▶ _TEXT EXCERPT_
Purpose: Transmembrane sodium ((23)Na) gradient is critical for cell survival and viability and a target for the development of anti-cancer drugs and treatment as it serves as a signal transducer. The ability to integrate abdominal (23)Na MRI in clinical settings would be useful to non-invasively detect and diagnose a number of diseases in various organ systems. Our goal in this work was to enhance the quality of (23)Na MRI of the abdomen using a 3-Tesla MR scanner and a novel 8-channel phased-array dual-tuned (23)Na and (1)H transmit (Tx)/receive (Rx) coil specially designed to image a large abdomen region with relatively high SNR.
Methods: A modified GRE imaging sequence was optimized for (23)Na MRI to obtain the best possible combination of SNR, spatial resolution, and scan time in phantoms as well as volunteers. Tissue sodium concentration (TSC) of the whole abdomen was calculated from the inhomogeneity-corrected (23)Na MRI for absolute quantification. In addition, in vivo reproducibility and reliability of TSC measurements from (23)Na MRI was evaluated in normal volunteers.

▶ _PROVIDED RECORDS_
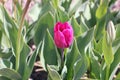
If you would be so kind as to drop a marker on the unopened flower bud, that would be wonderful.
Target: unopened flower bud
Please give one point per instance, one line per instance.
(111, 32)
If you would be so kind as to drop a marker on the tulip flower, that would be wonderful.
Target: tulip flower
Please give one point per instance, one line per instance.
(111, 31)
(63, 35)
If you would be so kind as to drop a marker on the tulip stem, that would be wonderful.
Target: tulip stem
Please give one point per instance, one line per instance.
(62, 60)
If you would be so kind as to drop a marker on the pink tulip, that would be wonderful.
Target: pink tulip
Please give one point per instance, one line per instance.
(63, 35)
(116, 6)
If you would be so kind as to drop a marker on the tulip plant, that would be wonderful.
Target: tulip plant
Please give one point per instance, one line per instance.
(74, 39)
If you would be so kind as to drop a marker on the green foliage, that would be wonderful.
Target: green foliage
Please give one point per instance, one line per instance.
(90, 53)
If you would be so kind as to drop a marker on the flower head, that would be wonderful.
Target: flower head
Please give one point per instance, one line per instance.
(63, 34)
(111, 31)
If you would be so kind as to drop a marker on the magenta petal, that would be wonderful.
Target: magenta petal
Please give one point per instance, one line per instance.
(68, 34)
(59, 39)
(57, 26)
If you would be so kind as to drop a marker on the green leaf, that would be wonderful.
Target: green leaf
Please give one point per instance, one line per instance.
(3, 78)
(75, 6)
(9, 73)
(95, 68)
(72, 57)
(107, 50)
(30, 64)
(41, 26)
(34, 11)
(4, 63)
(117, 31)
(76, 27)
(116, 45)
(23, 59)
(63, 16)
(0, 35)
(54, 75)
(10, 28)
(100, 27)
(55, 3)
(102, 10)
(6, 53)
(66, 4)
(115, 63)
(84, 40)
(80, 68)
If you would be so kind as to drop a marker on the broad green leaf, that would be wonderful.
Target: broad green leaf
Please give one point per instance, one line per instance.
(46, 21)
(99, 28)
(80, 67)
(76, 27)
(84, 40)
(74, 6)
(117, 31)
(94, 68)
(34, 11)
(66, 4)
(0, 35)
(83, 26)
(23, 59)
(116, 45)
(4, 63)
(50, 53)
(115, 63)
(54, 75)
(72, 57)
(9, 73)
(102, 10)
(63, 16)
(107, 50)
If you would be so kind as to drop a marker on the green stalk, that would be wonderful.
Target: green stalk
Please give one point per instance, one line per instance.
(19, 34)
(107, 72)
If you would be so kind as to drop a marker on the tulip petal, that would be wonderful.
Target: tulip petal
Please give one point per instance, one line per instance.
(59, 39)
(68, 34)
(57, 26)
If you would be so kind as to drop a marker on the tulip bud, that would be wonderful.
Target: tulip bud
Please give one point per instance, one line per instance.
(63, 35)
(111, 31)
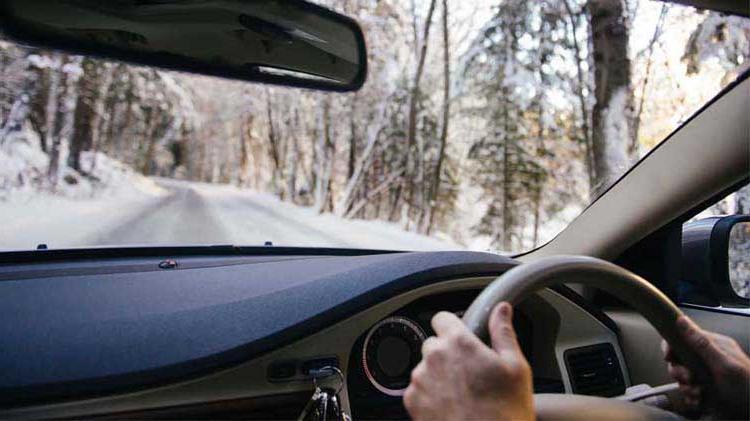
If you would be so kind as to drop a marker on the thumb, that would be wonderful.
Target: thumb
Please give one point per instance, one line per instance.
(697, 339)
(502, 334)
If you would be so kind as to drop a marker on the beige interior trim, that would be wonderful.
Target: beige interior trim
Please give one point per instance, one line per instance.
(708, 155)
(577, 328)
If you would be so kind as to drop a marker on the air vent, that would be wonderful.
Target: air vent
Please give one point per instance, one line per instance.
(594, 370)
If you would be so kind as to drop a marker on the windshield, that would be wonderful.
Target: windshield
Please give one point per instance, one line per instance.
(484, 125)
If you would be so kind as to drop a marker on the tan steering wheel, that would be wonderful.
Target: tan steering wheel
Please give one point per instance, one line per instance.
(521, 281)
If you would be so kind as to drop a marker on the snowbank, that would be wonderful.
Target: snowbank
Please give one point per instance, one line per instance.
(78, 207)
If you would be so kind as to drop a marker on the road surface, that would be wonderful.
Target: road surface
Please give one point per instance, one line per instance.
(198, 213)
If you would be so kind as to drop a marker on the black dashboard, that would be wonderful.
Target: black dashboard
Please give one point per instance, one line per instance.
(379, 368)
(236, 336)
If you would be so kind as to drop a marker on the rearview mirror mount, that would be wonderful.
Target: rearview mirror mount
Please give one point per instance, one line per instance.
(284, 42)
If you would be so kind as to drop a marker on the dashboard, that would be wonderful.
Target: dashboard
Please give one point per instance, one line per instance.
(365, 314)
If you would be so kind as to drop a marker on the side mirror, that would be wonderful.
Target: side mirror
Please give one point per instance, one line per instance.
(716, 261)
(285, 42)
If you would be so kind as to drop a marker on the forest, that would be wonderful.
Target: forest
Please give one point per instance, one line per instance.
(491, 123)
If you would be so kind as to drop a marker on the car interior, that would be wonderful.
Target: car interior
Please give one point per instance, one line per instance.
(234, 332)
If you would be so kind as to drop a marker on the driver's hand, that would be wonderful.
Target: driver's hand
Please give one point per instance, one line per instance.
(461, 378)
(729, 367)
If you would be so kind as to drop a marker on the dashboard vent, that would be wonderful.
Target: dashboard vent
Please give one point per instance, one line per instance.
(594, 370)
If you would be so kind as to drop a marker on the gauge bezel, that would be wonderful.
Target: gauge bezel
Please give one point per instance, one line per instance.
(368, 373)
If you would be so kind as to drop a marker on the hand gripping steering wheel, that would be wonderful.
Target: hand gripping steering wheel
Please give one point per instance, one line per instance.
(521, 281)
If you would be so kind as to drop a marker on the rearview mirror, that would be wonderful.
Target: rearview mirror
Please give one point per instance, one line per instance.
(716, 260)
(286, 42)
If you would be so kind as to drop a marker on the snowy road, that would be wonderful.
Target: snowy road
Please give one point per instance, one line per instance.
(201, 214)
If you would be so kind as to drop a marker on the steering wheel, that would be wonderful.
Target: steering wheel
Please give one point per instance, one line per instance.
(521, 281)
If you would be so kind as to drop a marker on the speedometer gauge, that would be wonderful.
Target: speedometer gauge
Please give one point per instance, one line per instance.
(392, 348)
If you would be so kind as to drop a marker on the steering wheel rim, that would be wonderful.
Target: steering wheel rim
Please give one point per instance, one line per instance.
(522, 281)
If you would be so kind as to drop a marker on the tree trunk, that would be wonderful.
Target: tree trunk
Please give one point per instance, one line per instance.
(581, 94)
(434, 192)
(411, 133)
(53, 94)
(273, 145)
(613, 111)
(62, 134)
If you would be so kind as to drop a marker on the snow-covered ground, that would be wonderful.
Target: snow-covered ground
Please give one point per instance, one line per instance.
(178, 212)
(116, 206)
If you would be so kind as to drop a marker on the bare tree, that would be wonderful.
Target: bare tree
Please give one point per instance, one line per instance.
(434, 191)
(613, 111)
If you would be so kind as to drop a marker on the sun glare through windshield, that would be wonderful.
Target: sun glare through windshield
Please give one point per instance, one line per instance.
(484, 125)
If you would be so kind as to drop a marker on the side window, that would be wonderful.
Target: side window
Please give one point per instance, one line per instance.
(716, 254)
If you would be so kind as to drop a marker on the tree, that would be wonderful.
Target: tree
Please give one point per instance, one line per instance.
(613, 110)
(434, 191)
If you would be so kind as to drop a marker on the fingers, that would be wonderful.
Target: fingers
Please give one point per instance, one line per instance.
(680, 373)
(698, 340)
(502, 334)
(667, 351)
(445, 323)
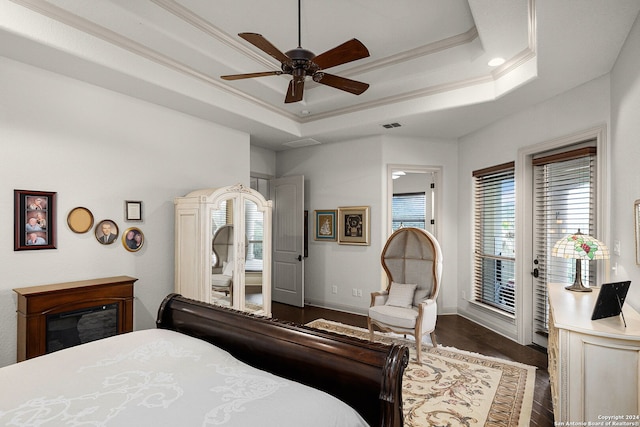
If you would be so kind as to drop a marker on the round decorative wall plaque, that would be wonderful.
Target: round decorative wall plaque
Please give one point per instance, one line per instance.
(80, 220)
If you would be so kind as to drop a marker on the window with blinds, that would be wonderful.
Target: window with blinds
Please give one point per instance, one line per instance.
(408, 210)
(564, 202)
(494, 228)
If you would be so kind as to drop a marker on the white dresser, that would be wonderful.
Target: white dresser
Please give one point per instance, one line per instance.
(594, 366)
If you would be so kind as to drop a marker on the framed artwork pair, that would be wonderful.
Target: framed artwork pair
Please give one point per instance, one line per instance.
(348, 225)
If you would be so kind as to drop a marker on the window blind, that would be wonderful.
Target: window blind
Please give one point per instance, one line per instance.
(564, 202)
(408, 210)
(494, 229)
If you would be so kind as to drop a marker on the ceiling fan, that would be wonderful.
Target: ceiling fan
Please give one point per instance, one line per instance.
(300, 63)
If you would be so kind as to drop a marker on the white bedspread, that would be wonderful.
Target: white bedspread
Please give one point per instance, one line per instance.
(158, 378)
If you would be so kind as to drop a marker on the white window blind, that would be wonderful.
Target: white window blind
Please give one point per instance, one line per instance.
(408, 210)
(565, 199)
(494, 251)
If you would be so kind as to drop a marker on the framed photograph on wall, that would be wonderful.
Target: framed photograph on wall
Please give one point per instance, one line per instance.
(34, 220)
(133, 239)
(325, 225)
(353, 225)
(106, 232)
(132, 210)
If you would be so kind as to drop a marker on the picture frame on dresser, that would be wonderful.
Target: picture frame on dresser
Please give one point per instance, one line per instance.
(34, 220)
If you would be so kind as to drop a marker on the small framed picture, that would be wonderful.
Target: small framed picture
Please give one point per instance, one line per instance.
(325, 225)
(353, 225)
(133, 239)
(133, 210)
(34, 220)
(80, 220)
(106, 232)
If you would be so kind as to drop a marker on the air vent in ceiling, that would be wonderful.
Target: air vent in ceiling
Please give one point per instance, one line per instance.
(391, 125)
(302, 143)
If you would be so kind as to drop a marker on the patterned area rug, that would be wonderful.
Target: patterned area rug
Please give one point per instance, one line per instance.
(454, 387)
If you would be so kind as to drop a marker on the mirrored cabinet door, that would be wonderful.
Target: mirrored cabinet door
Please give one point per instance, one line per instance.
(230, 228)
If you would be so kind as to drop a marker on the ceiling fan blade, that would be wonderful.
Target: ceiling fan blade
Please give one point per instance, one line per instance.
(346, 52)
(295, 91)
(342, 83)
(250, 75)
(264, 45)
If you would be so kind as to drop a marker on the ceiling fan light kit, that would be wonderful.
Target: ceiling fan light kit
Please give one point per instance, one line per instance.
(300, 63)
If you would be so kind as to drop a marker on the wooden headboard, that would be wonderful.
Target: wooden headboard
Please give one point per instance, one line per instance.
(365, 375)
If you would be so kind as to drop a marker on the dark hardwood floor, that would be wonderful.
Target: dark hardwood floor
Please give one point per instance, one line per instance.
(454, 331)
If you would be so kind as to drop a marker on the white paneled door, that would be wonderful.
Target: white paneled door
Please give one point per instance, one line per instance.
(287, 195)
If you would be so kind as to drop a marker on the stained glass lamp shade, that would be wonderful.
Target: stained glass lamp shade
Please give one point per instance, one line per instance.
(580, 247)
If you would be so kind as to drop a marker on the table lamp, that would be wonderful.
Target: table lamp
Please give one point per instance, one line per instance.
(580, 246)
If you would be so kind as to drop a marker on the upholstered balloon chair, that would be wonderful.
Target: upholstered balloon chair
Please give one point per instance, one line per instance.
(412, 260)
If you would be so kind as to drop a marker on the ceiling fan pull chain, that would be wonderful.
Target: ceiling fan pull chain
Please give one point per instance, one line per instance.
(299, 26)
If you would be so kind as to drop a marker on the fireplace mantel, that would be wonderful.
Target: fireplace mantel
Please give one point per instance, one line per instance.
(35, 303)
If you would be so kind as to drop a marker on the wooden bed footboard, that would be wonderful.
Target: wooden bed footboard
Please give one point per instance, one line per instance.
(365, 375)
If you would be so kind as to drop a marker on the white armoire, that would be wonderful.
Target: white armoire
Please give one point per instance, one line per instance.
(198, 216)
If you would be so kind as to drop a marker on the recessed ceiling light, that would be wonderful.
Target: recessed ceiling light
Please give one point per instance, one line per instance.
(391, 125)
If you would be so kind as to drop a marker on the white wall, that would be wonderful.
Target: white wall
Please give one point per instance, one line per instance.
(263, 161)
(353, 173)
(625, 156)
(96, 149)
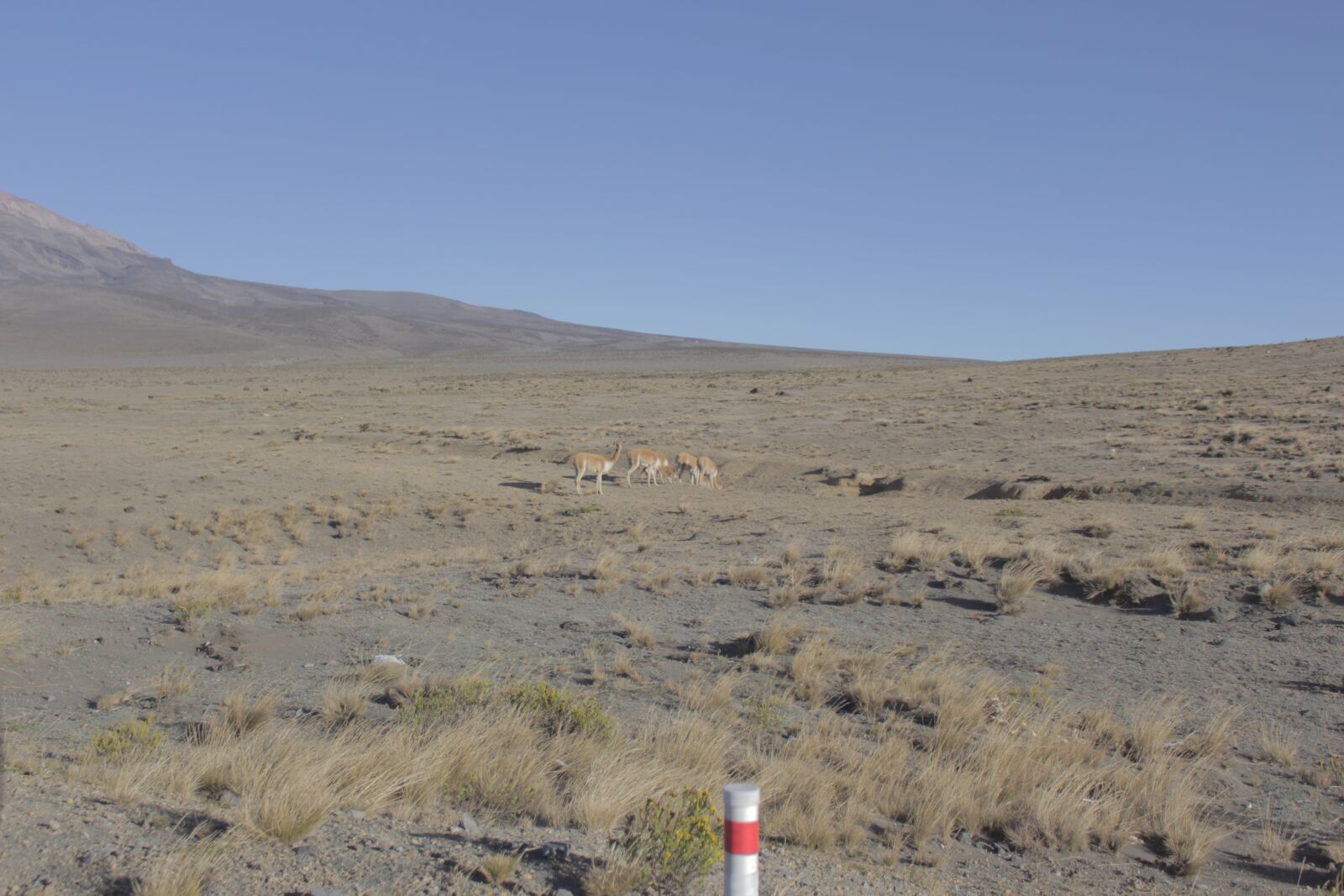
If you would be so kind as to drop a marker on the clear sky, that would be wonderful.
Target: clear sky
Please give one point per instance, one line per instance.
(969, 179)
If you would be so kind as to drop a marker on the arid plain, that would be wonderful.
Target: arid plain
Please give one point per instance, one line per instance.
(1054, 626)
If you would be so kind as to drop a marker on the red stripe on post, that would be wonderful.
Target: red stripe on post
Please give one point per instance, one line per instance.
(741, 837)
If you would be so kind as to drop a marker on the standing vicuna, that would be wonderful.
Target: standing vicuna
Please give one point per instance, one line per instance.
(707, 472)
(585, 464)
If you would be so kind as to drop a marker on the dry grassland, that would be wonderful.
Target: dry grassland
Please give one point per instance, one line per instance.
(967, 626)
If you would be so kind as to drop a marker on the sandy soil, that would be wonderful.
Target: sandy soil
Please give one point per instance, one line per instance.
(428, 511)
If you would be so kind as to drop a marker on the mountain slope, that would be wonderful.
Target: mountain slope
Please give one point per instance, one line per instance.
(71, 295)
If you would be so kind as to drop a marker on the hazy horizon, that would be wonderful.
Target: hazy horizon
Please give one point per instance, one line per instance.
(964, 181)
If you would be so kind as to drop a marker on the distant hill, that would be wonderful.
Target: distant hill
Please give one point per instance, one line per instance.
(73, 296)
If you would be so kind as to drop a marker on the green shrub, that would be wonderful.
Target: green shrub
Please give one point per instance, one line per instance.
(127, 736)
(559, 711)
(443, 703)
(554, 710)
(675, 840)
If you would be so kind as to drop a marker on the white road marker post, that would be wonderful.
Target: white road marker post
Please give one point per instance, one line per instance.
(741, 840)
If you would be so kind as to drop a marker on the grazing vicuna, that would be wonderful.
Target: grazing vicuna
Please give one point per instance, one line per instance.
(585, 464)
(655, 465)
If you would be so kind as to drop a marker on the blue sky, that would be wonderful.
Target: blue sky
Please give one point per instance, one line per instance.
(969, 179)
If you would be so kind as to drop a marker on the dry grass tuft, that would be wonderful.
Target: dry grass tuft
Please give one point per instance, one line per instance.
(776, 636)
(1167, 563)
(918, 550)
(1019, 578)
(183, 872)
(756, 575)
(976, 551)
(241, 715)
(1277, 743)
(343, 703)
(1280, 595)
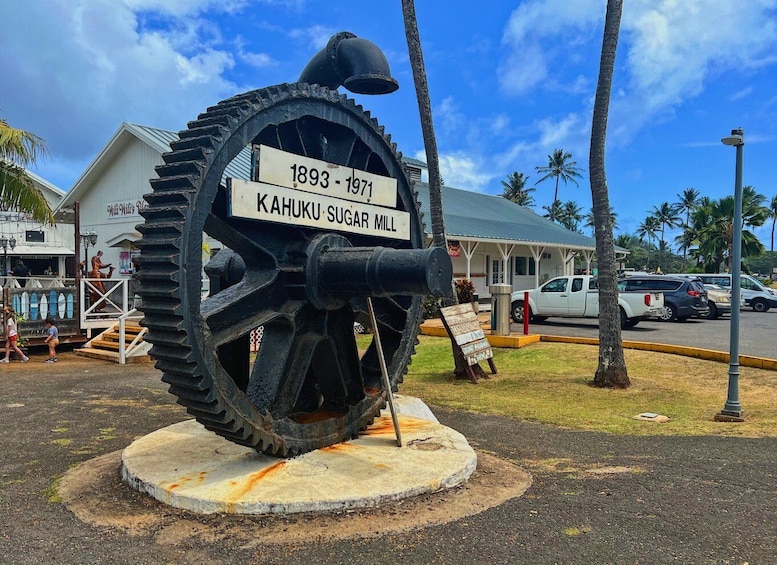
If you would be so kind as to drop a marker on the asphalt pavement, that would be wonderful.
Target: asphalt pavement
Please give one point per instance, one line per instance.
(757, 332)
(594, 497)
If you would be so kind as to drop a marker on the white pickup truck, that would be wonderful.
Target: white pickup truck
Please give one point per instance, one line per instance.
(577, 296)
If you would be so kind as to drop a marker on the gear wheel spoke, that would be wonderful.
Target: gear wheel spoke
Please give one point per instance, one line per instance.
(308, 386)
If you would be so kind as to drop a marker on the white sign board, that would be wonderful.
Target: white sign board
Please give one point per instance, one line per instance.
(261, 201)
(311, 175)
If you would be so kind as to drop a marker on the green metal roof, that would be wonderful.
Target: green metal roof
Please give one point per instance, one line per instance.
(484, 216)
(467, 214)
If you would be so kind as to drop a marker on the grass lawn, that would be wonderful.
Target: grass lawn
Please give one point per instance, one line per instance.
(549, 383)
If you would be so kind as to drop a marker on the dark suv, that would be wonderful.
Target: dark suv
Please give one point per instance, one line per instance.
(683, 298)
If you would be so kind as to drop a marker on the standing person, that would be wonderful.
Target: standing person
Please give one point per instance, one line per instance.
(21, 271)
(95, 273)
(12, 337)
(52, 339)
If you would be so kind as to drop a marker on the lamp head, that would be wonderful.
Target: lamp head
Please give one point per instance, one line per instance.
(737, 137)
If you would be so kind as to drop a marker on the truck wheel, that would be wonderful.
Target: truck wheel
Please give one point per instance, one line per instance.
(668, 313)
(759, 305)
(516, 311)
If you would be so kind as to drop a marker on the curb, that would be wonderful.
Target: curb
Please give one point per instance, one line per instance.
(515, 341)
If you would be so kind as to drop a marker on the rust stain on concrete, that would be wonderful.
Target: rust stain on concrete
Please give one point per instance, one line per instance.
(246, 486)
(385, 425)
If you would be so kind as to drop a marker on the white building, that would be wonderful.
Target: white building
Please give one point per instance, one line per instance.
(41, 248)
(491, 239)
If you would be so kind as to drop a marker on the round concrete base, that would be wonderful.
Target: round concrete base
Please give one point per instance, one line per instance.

▶ _PROBLEM 1_
The abstract on abdominal sodium MRI names the factors that the modified GRE sequence was tuned to combine. List every one of them.
▶ _PROBLEM 2_
Continue the abstract on abdominal sodium MRI from where its Methods section ends.

▶ _TASK RESULT 1_
SNR, spatial resolution, scan time

▶ _TASK RESULT 2_
Results: (23)Na axial images of the entire abdomen with a high spatial resolution (0.3 cm) and SNR (~20) in 15 min using the novel 8-channel dual-tuned (23)Na and (1)H transmit/receive coil were obtained. Quantitative analysis of the sodium images estimated a mean TSC of the liver to be 20.13 mM in healthy volunteers.
Conclusion: Our results have shown that it is feasible to obtain high-resolution (23)Na images using a multi-channel surface coil with good SNR in clinically acceptable scan times in clinical practice for various body applications.
Keywords: 3T; Body imaging; Clinical; Liver; Sodium; Total sodium concentration.